━━━━━ Фрагмент текста ━━━━━

За условие, что мы не будем ему мешать в Европе, он отдал бы нам Восток, и теперешний Восточный вопрос наш — гроза и беда нашего текущего и нашего будущего — был бы уже теперь давно разрешен. Похититель это сам говорил потом, и наверно не лгал, говоря, ибо ничего–то бы он не мог лучше сделать, как впредь быть с нами в союзе, с тем, чтоб у нас был Восток, а у него Запад. С европейскими народами он бы наверно справился и тогда. Они же были слишком еще слабы тогда, чтоб нам помешать на Востоке, даже Англия. Наполеон, может быть, и пал бы потом, или после его смерти династия его, а Восток остался бы все–таки за нами. (У нас тогда было бы море, и мы могли бы даже и на море Англию встретить.)
Но мы всё отдали за картинку. И что же: все эти освобожденные нами народы тотчас же, еще и не добив Наполеона, стали смотреть на нас с самым ярким недоброжелательством и с злейшими подозрениями. На конгрессах они тотчас против нас соединились вместе сплошной стеной и захватили себе всё, а нам не только не оставили ничего, но еще с нас же взяли обязательства, правда, добровольные, но весьма нам убыточные, как и оказалось впоследствии. Затем, несмотря на полученный урок, — что делали мы во все остальные годы столетия и даже доныне? Не мы ли способствовали укреплению германских держав, не мы ли создали им силу до того, что они, может быть, теперь и сильнее нас стали? Да, сказать, что это мы способствовали их росту и силе, вовсе не преувеличенно выйдет.
Не мы ли, по их зову, ходили укрощать их междоусобие, не мы ли оберегали их тыл, когда им могла угрожать беда? И вот — не они ли, напротив, выходили к нам в тыл, когда нам угрожала беда, или грозили выйти нам в тыл, когда нам грозила другая беда? Кончилось тем, что теперь всякий–то в Европе, всякий там образ и язык держит у себя за пазухой давно уже припасенный на нас камень и ждет только первого столкновения. Вот что мы выиграли в Европе, столь ей служа? Одну ее ненависть! Мы сыграли там роль Репетилова, который, гоняясь за фортуной,
Приданого взял шиш, по службе ничего.
Но почему эта ее ненависть к нам, почему они все не могут никак в нас увериться раз навсегда, поверить в безвредность нашу, поверить, что мы их друзья и слуги, добрые слуги, и что даже всё европейское назначение наше — это служить Европе и ее благоденствию. (Потому что разве не так, не то же ли самое делали мы во всё столетие, разве сделали мы что для себя, разве добились чего себе? Всё на Европу пошло!) Нет, они не могут увериться в нас! Главная причина именно в том состоит что они не могут никак нас своими признать.

━━━━━ Строки данных ━━━━━

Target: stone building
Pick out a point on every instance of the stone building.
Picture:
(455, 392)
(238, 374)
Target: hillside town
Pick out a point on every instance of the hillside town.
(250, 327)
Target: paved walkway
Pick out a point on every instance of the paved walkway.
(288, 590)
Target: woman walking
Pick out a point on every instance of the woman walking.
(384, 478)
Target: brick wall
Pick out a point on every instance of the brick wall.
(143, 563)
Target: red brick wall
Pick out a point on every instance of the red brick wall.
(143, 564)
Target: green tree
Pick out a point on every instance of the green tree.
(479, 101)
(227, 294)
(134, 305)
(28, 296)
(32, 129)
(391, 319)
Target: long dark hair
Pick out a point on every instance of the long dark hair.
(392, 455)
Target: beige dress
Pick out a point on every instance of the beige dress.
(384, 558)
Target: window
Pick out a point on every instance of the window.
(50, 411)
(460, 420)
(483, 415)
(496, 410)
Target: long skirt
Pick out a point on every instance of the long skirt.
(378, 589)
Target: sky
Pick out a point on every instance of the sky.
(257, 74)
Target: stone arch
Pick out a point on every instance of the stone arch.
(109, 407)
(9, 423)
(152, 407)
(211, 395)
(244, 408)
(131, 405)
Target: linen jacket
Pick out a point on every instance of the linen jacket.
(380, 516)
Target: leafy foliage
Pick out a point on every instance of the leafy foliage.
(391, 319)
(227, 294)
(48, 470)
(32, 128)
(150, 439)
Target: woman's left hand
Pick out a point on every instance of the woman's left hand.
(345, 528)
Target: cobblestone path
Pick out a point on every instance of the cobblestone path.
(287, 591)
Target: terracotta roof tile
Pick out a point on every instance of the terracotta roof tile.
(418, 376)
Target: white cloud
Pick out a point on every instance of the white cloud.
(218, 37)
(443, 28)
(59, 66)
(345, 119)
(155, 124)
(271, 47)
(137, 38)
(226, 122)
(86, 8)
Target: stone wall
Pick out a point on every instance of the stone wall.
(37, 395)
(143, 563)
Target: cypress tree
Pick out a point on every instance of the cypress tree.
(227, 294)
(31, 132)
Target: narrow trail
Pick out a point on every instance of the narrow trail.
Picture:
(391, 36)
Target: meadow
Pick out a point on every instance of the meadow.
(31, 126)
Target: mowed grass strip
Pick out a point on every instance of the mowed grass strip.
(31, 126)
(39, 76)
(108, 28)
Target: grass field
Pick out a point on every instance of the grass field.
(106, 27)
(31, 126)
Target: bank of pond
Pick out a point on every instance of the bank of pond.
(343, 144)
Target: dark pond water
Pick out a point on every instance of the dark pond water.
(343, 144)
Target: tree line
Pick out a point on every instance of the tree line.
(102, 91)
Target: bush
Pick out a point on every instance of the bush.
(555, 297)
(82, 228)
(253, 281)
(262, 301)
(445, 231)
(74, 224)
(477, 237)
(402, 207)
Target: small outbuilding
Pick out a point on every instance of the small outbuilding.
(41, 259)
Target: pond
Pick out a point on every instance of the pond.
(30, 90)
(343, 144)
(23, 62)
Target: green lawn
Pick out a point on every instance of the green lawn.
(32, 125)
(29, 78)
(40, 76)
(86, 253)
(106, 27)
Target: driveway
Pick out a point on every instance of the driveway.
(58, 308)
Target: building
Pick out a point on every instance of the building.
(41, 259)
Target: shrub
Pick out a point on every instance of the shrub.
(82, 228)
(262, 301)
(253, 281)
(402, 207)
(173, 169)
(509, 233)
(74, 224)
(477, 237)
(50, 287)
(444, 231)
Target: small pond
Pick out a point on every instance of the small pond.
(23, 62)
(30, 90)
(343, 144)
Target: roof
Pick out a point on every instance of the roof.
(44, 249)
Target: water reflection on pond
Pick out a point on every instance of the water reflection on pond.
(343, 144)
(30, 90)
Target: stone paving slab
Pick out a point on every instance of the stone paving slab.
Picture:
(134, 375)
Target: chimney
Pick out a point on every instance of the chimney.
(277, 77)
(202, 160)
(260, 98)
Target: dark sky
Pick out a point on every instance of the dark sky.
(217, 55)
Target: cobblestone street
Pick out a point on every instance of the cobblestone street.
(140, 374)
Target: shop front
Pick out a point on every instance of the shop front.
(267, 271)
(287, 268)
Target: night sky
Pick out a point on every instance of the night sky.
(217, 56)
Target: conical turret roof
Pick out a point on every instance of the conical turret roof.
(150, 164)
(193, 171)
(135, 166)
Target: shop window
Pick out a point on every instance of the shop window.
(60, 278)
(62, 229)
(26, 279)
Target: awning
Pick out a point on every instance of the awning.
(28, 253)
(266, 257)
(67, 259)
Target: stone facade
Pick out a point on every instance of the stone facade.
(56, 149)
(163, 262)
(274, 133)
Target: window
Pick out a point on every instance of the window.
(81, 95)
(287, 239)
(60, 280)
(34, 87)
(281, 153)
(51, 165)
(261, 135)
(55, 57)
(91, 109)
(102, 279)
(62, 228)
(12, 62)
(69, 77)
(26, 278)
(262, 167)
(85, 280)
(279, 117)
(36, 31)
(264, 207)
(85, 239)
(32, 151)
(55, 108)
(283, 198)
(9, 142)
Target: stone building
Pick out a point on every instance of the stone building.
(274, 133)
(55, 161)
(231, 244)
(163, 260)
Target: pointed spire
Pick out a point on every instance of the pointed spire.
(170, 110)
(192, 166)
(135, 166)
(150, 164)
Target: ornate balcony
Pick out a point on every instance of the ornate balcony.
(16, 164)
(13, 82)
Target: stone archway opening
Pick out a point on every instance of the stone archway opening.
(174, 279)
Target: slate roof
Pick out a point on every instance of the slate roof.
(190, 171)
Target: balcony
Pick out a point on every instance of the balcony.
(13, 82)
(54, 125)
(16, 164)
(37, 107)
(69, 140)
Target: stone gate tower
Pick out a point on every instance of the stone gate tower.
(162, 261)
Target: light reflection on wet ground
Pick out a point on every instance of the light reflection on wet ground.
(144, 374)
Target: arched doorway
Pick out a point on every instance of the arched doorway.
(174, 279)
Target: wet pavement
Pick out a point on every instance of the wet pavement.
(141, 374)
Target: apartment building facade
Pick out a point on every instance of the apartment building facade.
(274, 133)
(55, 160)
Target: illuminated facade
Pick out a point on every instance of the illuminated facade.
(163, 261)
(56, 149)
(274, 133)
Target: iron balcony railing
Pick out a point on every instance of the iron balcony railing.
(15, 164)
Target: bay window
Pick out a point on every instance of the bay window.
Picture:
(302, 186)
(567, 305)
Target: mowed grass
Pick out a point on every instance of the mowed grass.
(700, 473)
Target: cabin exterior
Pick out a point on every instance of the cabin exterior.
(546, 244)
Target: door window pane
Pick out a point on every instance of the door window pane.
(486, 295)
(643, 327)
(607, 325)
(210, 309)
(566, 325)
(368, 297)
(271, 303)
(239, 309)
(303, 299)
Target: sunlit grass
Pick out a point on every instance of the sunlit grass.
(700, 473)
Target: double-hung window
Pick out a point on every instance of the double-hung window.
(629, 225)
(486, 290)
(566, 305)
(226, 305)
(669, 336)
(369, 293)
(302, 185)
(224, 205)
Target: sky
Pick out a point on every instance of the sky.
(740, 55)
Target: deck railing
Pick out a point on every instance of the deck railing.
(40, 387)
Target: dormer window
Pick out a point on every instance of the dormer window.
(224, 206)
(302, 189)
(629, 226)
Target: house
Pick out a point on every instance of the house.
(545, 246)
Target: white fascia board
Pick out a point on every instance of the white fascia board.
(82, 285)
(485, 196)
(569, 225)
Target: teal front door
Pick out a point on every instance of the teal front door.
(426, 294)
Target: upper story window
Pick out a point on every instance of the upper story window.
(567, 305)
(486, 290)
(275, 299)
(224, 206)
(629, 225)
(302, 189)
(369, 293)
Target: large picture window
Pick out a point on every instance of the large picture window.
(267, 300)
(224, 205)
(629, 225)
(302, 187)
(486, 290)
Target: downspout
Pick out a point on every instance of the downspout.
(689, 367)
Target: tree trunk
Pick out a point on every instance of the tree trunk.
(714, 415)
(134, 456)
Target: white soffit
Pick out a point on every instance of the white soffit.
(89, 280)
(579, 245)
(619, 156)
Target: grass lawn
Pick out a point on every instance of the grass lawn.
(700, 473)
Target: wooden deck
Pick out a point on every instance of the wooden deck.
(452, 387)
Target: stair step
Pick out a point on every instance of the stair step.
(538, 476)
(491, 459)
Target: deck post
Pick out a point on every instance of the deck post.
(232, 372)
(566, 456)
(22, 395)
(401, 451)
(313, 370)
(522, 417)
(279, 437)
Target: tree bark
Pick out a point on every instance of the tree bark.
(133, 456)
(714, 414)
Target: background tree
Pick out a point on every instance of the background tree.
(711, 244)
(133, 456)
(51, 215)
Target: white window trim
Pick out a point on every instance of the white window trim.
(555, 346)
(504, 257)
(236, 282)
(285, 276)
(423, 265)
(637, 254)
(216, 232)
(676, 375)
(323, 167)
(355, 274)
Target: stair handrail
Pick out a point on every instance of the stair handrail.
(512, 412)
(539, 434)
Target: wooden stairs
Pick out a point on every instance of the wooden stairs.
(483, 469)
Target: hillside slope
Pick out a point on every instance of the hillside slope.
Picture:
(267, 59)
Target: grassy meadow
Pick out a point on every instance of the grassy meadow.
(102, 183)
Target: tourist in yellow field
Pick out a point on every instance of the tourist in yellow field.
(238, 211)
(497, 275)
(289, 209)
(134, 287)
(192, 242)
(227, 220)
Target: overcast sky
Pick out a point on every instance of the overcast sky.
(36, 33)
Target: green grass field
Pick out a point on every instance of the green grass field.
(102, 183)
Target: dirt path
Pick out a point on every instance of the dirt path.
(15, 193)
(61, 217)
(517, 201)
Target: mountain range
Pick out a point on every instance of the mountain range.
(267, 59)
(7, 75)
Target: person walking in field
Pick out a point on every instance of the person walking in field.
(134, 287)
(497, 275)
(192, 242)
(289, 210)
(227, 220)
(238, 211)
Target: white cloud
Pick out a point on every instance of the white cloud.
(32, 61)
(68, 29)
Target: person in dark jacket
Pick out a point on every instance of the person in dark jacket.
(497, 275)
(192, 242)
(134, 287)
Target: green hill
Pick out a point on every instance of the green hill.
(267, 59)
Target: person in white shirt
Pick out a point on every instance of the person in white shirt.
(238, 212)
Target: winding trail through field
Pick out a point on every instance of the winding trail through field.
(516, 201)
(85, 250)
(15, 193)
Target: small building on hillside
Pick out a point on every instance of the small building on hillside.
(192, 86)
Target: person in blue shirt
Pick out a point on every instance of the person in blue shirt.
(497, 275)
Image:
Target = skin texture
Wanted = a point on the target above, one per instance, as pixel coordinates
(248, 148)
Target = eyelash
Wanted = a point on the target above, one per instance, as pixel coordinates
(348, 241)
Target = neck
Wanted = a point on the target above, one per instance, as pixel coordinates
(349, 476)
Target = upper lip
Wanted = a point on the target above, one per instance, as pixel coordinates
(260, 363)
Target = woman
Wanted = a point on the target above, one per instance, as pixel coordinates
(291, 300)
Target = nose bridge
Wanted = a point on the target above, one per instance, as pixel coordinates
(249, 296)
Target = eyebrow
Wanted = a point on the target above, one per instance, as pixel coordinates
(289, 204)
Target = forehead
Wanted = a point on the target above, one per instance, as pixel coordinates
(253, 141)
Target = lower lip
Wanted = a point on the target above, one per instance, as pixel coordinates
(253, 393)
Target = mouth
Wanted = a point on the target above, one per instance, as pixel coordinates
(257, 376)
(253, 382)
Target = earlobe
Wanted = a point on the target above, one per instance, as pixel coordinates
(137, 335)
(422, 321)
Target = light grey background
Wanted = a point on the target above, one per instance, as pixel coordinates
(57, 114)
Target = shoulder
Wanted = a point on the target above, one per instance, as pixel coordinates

━━━━━

Задание -
Ответьте, пожалуйста, на вопросы по фрагменту текста:
1. Что, согласно фрагменту текста, «он отдал бы нам» за условие, «что мы не будем ему мешать в Европе»?
2. Что освобождённые народы сделали на конгрессах?
3. Чью роль, по словам фрагмента текста, «мы сыграли там»?

Решённое задание -
1. Восток.
2. Они тотчас соединились против нас сплошной стеной, захватили себе всё, нам ничего не оставили и ещё взяли с нас обязательства, добровольные, но весьма убыточные.
3. Роль Репетилова.